The Girl Hunters (1963) is a British crime drama film directed by Roy Rowland and adapted from the 1962 Mickey Spillane pulp novel of the same name. Exteriors were shot on location in New York with studio scenes in London.

Spillane stars as private detective Mike Hammer, one of the few occasions in film history in which an author of a popular literary hero has portrayed his own character. The film also stars Shirley Eaton, Lloyd Nolan and columnist Hy Gardner as himself.

Producer Robert Fellows intended to follow the film with Spillane's The Snake, but the second film was never produced.

Plot
Ever since his assistant Velda went missing, private detective Mike Hammer has been drinking and he is now homeless. Although Hammer hasn't worked a case in seven years, his old police friend Capt. Pat Chambers asks for his assistance on a job. Chambers and Hammer were both in love with Velda, which had ended their friendship. The case involves a senator who has been murdered.

Hammer is needed to talk with Richie Cole, a dying sailor who refuses to speak with anybody else. According to federal agent Art Rickerby, not only has Richie been shot by the same gun recently used to kill a politician, he is actually an undercover federal agent.

Hammer's investigation leads to Laura Knapp, the late senator's widow. She is beautiful and seductive, but Hammer does not trust her. He learns that they are caught in the fallout from a network of spies operating during World War II. Now a killer nicknamed the Dragon is trying to silence people who had information about the spy operation. Hammer finds and kills the Dragon. He confronts Laura with his suspicions about her involvement. Laura fires a shotgun that Hammer had rigged to backfire in order to test her loyalty. It is not clear if Velda is still alive.

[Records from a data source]
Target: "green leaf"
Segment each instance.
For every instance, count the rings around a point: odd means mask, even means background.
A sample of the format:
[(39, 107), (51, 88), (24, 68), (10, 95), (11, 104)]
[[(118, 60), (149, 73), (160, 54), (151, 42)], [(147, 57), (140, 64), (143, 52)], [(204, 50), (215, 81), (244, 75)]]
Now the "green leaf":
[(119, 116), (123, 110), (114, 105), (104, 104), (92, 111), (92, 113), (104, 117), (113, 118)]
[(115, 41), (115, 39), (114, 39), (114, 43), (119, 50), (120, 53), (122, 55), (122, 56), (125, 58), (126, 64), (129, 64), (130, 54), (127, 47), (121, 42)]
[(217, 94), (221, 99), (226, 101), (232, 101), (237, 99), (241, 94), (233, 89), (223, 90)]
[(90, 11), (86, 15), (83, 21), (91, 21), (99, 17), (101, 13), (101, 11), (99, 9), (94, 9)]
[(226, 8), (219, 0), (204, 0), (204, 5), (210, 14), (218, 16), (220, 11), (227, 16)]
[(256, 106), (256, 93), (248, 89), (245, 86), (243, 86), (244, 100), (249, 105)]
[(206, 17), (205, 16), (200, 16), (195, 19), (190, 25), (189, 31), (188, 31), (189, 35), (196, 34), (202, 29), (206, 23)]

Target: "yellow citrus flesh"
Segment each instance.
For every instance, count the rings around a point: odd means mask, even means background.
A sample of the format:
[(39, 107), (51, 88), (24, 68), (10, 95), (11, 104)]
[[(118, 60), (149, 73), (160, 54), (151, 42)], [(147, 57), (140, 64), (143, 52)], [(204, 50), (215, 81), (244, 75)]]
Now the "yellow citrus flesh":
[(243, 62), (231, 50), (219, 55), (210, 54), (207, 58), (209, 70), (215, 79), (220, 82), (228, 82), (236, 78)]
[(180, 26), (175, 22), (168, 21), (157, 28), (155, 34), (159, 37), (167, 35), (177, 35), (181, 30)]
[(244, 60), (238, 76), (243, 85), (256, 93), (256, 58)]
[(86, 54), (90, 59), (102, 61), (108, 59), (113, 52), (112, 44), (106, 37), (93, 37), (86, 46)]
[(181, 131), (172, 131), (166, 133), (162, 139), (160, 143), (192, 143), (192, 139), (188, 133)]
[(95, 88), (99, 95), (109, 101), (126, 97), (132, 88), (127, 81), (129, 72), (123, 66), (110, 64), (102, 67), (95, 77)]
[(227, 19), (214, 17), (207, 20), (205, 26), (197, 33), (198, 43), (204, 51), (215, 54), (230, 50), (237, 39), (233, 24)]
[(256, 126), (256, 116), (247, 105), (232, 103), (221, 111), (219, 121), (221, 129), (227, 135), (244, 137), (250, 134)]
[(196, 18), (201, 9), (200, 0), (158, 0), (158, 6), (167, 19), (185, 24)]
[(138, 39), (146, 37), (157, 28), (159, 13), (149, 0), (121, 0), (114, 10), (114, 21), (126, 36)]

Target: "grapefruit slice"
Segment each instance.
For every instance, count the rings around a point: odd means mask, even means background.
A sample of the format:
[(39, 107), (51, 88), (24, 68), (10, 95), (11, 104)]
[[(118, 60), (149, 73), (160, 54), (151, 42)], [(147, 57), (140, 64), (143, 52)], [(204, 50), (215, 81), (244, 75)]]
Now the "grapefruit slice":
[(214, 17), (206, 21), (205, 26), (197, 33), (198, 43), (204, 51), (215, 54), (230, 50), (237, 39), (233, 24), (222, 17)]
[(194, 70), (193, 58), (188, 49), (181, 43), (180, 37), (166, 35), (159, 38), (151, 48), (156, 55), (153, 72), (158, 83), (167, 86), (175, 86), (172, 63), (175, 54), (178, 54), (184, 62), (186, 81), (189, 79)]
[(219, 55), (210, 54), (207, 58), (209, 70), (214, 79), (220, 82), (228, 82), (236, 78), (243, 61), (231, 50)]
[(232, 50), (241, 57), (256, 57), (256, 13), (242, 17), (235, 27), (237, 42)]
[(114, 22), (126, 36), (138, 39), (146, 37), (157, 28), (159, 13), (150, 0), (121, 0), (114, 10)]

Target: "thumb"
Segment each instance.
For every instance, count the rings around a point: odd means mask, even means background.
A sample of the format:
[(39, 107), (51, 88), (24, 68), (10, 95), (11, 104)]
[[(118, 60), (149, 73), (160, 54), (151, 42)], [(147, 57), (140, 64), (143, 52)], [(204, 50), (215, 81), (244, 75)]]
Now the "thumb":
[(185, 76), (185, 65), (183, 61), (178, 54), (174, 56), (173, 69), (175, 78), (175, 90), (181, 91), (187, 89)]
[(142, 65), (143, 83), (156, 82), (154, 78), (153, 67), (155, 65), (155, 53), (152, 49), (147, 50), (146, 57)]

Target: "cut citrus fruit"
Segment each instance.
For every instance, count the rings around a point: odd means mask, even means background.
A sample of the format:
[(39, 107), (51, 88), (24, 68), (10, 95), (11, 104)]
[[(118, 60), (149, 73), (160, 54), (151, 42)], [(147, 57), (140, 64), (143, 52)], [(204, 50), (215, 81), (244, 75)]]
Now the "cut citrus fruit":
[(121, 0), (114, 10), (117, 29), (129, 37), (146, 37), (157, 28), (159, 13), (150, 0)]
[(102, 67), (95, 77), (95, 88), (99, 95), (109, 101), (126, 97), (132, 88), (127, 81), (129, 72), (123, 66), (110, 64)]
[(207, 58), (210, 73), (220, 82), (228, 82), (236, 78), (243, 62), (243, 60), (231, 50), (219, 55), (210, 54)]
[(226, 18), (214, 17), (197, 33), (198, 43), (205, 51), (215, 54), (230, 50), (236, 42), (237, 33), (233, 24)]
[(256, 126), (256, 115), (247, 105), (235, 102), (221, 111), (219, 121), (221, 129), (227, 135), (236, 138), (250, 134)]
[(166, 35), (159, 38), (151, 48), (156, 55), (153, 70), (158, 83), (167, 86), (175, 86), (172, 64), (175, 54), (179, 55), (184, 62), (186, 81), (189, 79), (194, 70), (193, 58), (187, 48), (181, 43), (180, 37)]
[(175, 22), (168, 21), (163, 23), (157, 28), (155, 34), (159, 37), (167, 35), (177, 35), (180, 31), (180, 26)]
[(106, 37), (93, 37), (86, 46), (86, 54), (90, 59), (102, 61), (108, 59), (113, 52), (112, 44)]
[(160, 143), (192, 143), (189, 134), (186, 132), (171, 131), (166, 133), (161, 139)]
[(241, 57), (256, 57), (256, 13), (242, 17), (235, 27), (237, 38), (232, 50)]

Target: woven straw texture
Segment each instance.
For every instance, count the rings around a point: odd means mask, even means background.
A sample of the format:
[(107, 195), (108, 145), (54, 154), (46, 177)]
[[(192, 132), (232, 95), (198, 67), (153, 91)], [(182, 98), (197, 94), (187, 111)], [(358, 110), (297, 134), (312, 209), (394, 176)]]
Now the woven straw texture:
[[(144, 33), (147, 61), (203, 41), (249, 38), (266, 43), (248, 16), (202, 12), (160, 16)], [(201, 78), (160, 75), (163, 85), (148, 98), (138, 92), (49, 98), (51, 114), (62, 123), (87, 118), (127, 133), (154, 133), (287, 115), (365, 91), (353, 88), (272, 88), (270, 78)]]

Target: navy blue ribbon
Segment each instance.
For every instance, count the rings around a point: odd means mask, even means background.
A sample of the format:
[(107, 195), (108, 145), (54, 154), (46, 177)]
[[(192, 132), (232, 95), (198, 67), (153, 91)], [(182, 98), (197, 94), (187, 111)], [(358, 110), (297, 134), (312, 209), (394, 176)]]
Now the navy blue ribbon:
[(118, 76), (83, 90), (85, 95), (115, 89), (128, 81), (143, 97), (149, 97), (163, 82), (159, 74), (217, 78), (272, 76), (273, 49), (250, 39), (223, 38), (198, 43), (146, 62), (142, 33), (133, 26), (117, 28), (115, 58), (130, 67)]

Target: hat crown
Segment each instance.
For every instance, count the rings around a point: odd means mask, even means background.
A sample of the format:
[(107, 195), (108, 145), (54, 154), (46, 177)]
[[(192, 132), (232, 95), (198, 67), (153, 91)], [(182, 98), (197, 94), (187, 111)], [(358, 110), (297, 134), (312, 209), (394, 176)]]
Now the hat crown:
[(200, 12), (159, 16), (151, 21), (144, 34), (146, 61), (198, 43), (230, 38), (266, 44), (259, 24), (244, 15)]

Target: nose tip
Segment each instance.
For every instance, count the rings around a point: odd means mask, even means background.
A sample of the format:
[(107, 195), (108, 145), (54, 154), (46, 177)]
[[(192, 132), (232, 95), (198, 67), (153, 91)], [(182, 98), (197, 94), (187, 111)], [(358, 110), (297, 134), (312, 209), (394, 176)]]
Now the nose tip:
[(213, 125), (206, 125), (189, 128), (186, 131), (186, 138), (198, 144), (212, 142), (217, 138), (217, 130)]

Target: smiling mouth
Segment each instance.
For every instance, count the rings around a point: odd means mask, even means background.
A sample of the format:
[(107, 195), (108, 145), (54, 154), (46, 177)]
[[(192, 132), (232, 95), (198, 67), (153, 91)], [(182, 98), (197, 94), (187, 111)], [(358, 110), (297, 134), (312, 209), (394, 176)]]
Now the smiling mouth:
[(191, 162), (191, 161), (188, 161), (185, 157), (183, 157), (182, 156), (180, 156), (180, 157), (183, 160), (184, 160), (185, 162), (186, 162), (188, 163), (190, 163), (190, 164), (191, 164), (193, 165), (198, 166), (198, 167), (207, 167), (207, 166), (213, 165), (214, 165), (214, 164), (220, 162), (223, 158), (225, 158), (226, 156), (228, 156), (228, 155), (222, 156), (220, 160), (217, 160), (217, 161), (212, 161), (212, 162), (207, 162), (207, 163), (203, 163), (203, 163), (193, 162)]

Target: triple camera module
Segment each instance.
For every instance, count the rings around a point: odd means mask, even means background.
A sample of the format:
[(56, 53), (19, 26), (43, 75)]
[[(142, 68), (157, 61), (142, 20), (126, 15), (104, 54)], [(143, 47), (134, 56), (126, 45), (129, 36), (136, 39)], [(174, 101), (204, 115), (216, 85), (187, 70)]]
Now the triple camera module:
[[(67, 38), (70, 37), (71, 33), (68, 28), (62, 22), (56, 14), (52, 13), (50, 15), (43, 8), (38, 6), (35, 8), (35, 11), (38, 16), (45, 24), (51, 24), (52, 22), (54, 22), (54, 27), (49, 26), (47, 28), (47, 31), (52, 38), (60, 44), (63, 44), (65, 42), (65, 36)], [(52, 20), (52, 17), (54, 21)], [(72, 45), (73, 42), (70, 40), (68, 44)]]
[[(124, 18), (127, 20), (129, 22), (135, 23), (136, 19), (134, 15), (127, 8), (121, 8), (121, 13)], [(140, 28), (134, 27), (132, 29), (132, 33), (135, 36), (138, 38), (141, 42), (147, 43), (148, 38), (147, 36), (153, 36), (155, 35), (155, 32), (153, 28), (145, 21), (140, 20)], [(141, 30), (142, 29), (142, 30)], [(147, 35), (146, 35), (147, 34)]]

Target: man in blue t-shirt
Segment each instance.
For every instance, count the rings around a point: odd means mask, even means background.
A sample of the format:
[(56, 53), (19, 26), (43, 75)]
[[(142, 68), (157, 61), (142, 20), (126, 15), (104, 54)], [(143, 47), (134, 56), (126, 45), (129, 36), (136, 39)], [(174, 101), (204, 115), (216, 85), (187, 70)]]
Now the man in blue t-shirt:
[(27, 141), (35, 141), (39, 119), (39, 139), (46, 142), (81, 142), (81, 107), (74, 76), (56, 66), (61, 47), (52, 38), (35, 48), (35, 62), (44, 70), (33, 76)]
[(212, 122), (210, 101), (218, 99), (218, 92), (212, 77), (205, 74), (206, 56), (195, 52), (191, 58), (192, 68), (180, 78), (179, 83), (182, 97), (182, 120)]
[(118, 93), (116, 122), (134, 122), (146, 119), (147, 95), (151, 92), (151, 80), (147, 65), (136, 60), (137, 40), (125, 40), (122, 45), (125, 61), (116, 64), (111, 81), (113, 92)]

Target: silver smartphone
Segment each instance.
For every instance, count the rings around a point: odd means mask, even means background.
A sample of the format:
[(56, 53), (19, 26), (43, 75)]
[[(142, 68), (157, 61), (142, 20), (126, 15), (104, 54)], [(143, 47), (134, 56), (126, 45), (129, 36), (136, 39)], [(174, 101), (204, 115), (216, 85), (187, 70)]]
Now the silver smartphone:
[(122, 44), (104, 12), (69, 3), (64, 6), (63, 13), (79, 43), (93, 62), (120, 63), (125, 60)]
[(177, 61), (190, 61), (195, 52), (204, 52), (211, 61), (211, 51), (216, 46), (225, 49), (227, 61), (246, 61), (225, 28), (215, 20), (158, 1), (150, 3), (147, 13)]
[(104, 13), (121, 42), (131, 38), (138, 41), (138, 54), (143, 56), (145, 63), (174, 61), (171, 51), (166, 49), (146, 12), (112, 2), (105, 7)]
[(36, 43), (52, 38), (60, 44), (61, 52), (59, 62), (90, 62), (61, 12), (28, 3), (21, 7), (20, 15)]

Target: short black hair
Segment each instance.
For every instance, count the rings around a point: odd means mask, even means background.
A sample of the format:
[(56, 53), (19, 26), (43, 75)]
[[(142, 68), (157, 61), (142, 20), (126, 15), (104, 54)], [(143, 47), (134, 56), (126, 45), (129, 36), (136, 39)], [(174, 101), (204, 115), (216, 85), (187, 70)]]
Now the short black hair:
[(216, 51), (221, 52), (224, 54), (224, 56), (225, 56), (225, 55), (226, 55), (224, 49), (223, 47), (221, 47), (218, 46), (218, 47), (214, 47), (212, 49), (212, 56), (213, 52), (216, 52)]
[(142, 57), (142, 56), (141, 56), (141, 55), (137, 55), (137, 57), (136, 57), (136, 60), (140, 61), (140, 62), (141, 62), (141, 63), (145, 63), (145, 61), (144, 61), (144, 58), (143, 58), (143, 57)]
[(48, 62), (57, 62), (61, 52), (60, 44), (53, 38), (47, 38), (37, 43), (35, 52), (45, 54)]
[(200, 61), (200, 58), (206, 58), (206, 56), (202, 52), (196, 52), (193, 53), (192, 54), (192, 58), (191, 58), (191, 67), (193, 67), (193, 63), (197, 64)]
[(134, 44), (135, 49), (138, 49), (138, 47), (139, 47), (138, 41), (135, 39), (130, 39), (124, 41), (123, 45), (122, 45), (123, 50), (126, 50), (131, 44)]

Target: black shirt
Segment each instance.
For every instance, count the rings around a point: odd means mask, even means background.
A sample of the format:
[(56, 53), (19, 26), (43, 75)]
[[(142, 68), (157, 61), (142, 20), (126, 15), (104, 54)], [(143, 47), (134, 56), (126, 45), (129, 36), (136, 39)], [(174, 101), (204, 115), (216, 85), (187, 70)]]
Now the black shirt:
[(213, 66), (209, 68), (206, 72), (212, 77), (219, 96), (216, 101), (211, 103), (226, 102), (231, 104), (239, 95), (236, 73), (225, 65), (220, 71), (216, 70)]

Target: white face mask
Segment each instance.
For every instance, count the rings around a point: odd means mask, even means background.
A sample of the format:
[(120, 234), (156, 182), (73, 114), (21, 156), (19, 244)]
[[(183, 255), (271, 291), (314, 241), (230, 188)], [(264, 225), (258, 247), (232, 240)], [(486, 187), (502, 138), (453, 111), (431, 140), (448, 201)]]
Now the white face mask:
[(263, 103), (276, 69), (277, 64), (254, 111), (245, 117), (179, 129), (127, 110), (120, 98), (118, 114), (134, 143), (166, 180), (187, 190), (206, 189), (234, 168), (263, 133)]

# DIRECTIVE 1
Transcribe the stretch of the film article from "The Girl Hunters" through "scenes in London.".
# DIRECTIVE 2
Rescale the rows from the start of the records through the line containing "11), (227, 16)]", both ends included, and give all of those lines again with the requests. Multiply every coordinate in the answers by 2.05 and round to whole numbers, with halves going up. Leave the requests and their format samples unchanged.
These rows have no connection to the film article.

# WORKED SOLUTION 1
The Girl Hunters (1963) is a British crime drama film directed by Roy Rowland and adapted from the 1962 Mickey Spillane pulp novel of the same name. Exteriors were shot on location in New York with studio scenes in London.

# WORKED SOLUTION 2
Target: "green leaf"
Segment each instance.
For every instance, count the rings around a point: odd means mask, even means background.
A sample of the format:
[(39, 107), (51, 88), (24, 68), (10, 95), (11, 104)]
[[(118, 60), (149, 73), (160, 54), (151, 42)], [(147, 57), (140, 64), (143, 52)], [(204, 50), (215, 81), (244, 75)]]
Now the "green leaf":
[(244, 238), (252, 226), (234, 215), (213, 213), (189, 228), (189, 232), (213, 240), (232, 242)]
[(236, 84), (236, 80), (234, 80), (234, 88), (244, 103), (246, 109), (250, 113), (250, 115), (256, 119), (258, 131), (264, 131), (267, 111), (260, 96), (248, 86)]
[(445, 193), (453, 203), (463, 207), (476, 207), (486, 203), (494, 193), (478, 182), (457, 185)]
[(185, 23), (176, 31), (170, 43), (187, 43), (203, 35), (207, 27), (207, 23), (203, 18), (193, 18)]
[(463, 16), (449, 0), (418, 0), (418, 10), (431, 29), (447, 33), (451, 23), (465, 33)]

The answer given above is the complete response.